Extracted records:
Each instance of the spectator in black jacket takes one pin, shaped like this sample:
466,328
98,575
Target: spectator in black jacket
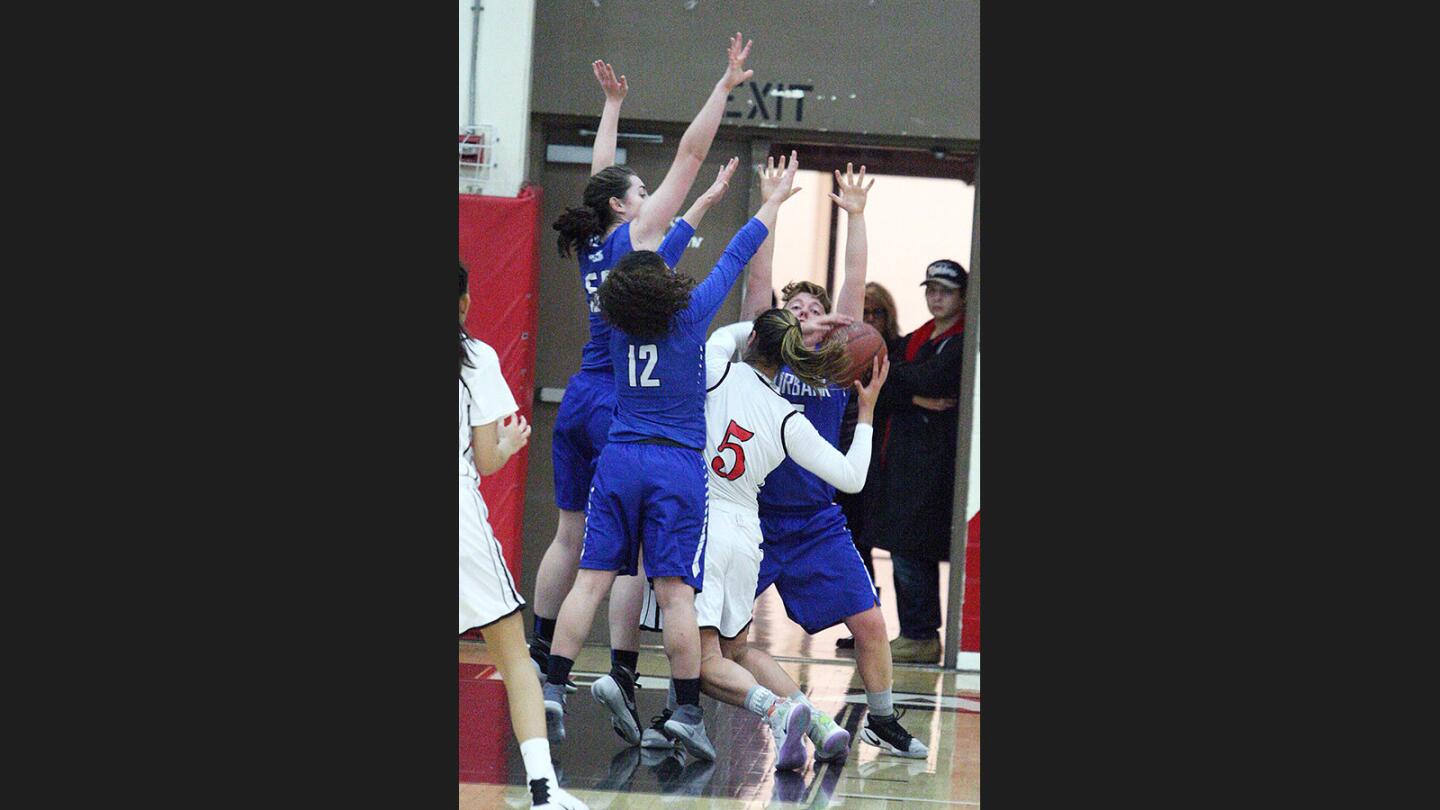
910,502
880,313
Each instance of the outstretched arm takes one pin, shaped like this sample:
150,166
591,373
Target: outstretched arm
694,144
759,281
615,90
710,293
853,192
712,196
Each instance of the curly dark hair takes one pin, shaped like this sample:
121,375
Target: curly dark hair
578,225
641,294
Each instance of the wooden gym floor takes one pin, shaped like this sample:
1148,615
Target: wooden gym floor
942,709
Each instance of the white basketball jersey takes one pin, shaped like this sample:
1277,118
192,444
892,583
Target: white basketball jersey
745,420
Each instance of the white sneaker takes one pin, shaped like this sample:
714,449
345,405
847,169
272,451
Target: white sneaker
687,725
611,693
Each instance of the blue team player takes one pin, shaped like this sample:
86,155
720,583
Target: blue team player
808,552
618,215
650,482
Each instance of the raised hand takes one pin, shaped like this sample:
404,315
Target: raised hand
853,189
935,402
879,372
817,329
614,88
781,189
771,176
513,433
722,183
735,71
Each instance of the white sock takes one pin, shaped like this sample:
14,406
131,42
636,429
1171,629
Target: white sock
536,754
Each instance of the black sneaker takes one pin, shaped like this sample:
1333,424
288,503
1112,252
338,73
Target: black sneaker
887,735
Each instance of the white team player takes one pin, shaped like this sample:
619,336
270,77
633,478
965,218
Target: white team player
490,433
749,430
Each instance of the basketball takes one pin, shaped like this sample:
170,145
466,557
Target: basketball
861,345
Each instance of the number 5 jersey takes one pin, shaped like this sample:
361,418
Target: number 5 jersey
750,430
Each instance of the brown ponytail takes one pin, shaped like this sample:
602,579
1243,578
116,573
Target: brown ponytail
778,340
579,225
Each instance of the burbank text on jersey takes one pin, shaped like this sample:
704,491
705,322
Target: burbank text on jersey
791,385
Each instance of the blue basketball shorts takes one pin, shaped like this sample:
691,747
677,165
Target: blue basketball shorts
648,496
581,433
814,565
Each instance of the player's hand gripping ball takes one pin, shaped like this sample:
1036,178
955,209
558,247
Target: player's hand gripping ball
861,345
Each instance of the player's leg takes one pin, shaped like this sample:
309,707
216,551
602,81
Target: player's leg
617,689
572,626
831,741
553,581
918,604
677,600
506,642
732,683
579,438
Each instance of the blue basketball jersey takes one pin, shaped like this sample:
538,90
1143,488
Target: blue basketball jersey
596,263
660,385
791,487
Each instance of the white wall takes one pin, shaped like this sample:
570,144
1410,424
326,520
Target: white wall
909,224
503,84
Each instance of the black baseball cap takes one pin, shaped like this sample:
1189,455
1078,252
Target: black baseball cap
948,274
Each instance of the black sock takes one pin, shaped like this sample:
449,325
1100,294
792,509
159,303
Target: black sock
625,659
687,691
560,669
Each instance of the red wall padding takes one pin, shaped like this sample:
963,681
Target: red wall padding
971,610
498,245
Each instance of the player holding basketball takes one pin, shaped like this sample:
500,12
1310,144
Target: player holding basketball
808,552
650,480
490,434
749,430
618,215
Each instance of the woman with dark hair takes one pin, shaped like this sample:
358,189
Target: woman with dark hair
617,215
810,555
882,314
490,434
749,430
650,480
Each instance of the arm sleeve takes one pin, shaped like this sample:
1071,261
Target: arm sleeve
707,297
810,450
487,386
933,376
676,242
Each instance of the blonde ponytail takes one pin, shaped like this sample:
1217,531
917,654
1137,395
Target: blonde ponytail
779,340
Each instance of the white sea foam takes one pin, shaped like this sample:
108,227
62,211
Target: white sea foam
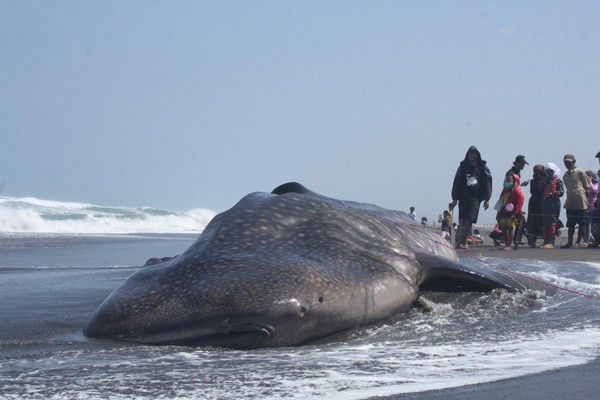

■ **THE REQUEST**
Turn all of the lines above into a JSON list of strings with one string per line, omitting blank lines. Leave the pictures out of the answer.

■ **REPLY**
[
  "Each instance of the spectator in black jacket takes one pin, shaped like this sample:",
  "466,328",
  "98,575",
  "Target: spectator in black jacket",
  "910,502",
  "880,313",
  "Each instance of the outstretched arm takes one pin, shaped like this sample:",
  "150,166",
  "591,373",
  "Target: outstretched arm",
  "694,144",
  "759,281",
  "615,90",
  "710,293",
  "853,192",
  "712,196",
  "Each instance of the curly dark hair takes one pin, shaped like this sample:",
  "121,375",
  "Target: curly dark hair",
  "578,225",
  "641,294",
  "Each instance of the wooden gym floor takes one pin, shaped like this sample:",
  "1148,615",
  "Target: wooden gym floor",
  "942,709",
  "Each instance of the white basketball jersey takes one pin, shaped like this sample:",
  "1277,118",
  "192,444",
  "892,583",
  "Target: white basketball jersey",
  "745,420",
  "Each instance of the white sneaker takes one pin, shaped like this sample:",
  "714,449",
  "345,405",
  "847,169",
  "272,451",
  "Target: white sneaker",
  "687,725",
  "611,693",
  "Each instance of the blue team player takes one pin, shaped like this sample:",
  "86,155",
  "720,583",
  "Target: blue team player",
  "808,552",
  "618,215",
  "650,482",
  "Each instance of the raised hand takes one pin, shaped like this sample:",
  "404,315",
  "Target: raised hand",
  "853,189",
  "935,402",
  "879,372",
  "817,329",
  "614,88",
  "781,189",
  "771,176",
  "513,433",
  "722,183",
  "735,71",
  "Each instance of the white sock takes one pin, shaped like this sample:",
  "14,406",
  "131,42",
  "636,429",
  "1171,629",
  "Target: white sock",
  "536,754",
  "Each instance of the black sneaker takes one pin, shaped like this sample:",
  "1333,424",
  "288,503",
  "1112,252",
  "338,73",
  "Target: black sneaker",
  "887,735",
  "Each instance of the white team player takes one pin, shaped like this sample:",
  "619,336",
  "270,77",
  "633,478",
  "965,218",
  "Target: white team player",
  "490,433",
  "749,430",
  "Each instance of the basketball takes one pin, shaped like this sample:",
  "170,145",
  "466,557",
  "Target: basketball",
  "861,345",
  "Each instance of the number 5 jersey takes one pin, shaped like this sample:",
  "361,418",
  "Target: number 5 jersey",
  "750,430",
  "Each instance of the brown ponytail takes one pin, shaped like this sample:",
  "602,579",
  "1243,578",
  "116,573",
  "Target: brown ponytail",
  "778,340",
  "579,225",
  "Each instance of the burbank text on jersey takes one pin, shaped like this sample:",
  "704,491",
  "705,322",
  "Target: burbank text on jersey",
  "791,385",
  "Each instance of the blue basketball shorts takes one pin, shaped like this sample:",
  "691,747",
  "677,165",
  "Target: blue basketball shorts",
  "648,496",
  "581,433",
  "814,565",
  "Each instance of the player's hand gripping ball takes one pin, shaped like this sample:",
  "1036,178",
  "955,209",
  "558,247",
  "Target: player's hand gripping ball",
  "861,345",
  "Each instance of the player's leg takes one pin, shaped like this sample:",
  "309,707",
  "216,551",
  "602,81",
  "Target: player's leg",
  "617,689",
  "572,626",
  "831,741",
  "553,581",
  "918,604",
  "677,600",
  "506,642",
  "732,683",
  "579,438",
  "Each instance of the blue basketball jersey takes one pin, shaped like this sample:",
  "538,90",
  "1143,488",
  "Target: blue basketball jersey",
  "596,263",
  "660,385",
  "791,487",
  "Each instance of the white wall takes one pin, shaped like this sample:",
  "570,144",
  "1410,424",
  "326,520",
  "Target: white wall",
  "909,224",
  "503,84",
  "Each instance of the black baseball cap takes one pin, shaped like this sample:",
  "1189,455",
  "1078,252",
  "Target: black baseball cap",
  "948,274",
  "Each instance of the black sock takes one pin, shaped like this sample:",
  "449,325",
  "1100,294",
  "792,509",
  "159,303",
  "Target: black sock",
  "625,659",
  "687,691",
  "560,669",
  "Each instance of the red wall padding takes one pin, shaped like this sample:",
  "963,681",
  "Target: red wall padding",
  "971,610",
  "498,245",
  "Each instance of the player holding basketball takes one pin, shaped like this sample:",
  "500,12",
  "1310,144",
  "Target: player holding basketball",
  "808,552",
  "650,480",
  "490,434",
  "749,430",
  "618,215",
  "Each instance of the woman with dark hair takes one pin, shaped like this sample:",
  "358,189",
  "Target: woman with dark hair",
  "617,215",
  "810,555",
  "882,314",
  "490,434",
  "749,430",
  "650,480",
  "Each instance of the arm sleeve takes one pin, shaped like this sample:",
  "1071,261",
  "Target: arm sleeve",
  "707,297",
  "810,450",
  "487,386",
  "933,376",
  "676,242",
  "Each instance of the blonde ponytail takes one pin, shaped like this sample:",
  "1217,531",
  "917,654",
  "1137,395",
  "Target: blonde ponytail",
  "779,340",
  "Each instance of the white sea foam takes one pin, shaped like this sample:",
  "108,227",
  "62,211",
  "Target: white sea foam"
]